● DOCUMENT SECTION

== Segment start ==

When Buddha Shakyamuni was in the world, he not only used words to teach, but made an example of himself for all living beings to follow. He let go of all desires, worldly enjoyments, fame and wealth to lead the life of a left-home person. He lived a life of simplicity, purity of mind and body, and happiness. Ordinary people might see this as bitter and miserable, but this is only due to their lack of understanding. One with wisdom would view things differently. The wise would see the Buddha’s life as one of true liberation, happiness and fulfilment. The Buddha does not have useless thoughts, discriminations, attachments, or worries. How at ease he is! He accords with all conditions and emanates wisdom in every thought and action to teach sentient beings in this world.

The Buddha live lives if wisdom, while ordinary people live lives of affliction. Buddha Shakyamuni’s teachings show us how to change afflicted lives into ones of great wisdom. From these teachers, we will learn how to restore the ultimate and complete wisdom and abilities of our self-nature; allowing us to attain true happiness and prosperity. This, is the Buddha’s Education.



In our world today, there are at least four different types of Buddhism. The first is the authentic Buddhism, the education of understanding the true reality of life and the universe originally taught by Buddha Shakyamuni. Unfortunately, the authentic education is rare and difficult to encounter nowadays. The remaining types of Buddhism are more or less distortions of the original teachings.

The second type is the religious Buddhism. Originally, Buddhism was not a religion, but now it has become one. We can no longer deny that there is a Buddhist religion because everywhere we look, especially in Asia, it is displayed as a religion. Unlike the monasteries in the past, which held eight-hour classes per day and provided another eight hours for self-cultivation, today’s Buddhist temples no longer uphold such a perseverance of the Buddha’s Teachings. Today we mainly see people making offerings to the Buddha statues and praying for blessings and fortune. In this way, Buddhism has been wrongly changed into a religion.

== Segment end ==

● ENTRIES SUPPLIED
== Segment start ==

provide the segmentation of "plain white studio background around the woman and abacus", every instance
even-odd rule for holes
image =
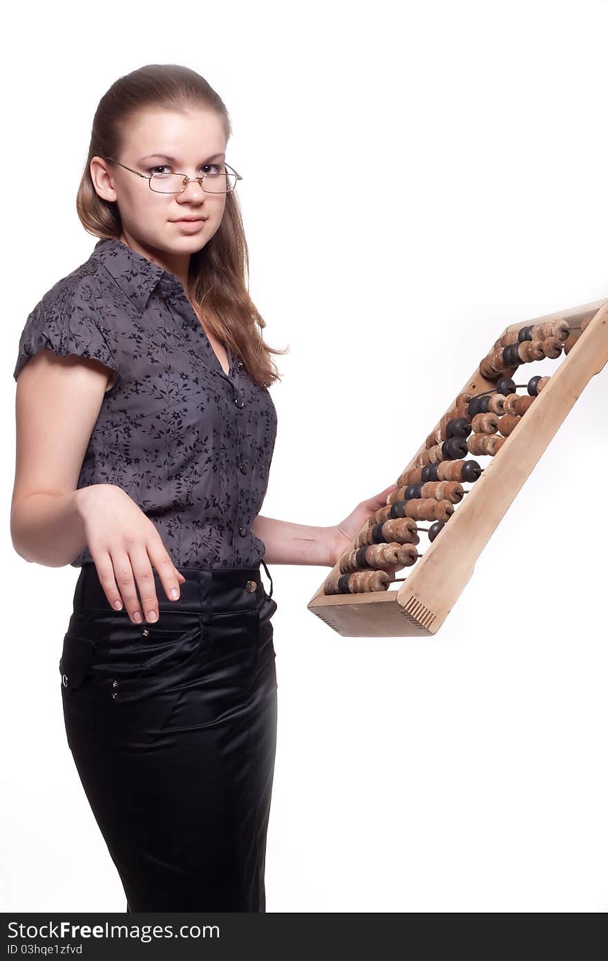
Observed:
[[[222,6],[214,28],[205,5],[11,9],[5,911],[125,909],[61,715],[77,572],[27,564],[9,530],[18,338],[92,249],[75,195],[108,86],[178,62],[231,113],[251,292],[290,347],[266,516],[336,524],[507,324],[608,297],[606,2]],[[608,368],[432,639],[341,637],[306,609],[328,568],[273,565],[268,911],[608,909],[607,402]]]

== Segment end ==

● TASKS AND EXERCISES
1) From the passage on the Buddha's Education, reproduce the text from "The Buddha live" to "the original teachings." word for word.
2) In the passage on the Buddha's Education, list everything it says the Buddha does not have.

● ANSWERS FOR THE TASKS
1)
The Buddha live lives if wisdom, while ordinary people live lives of affliction. Buddha Shakyamuni’s teachings show us how to change afflicted lives into ones of great wisdom. From these teachers, we will learn how to restore the ultimate and complete wisdom and abilities of our self-nature; allowing us to attain true happiness and prosperity. This, is the Buddha’s Education.



In our world today, there are at least four different types of Buddhism. The first is the authentic Buddhism, the education of understanding the true reality of life and the universe originally taught by Buddha Shakyamuni. Unfortunately, the authentic education is rare and difficult to encounter nowadays. The remaining types of Buddhism are more or less distortions of the original teachings.

2)
- useless thoughts
- discriminations
- attachments
- worries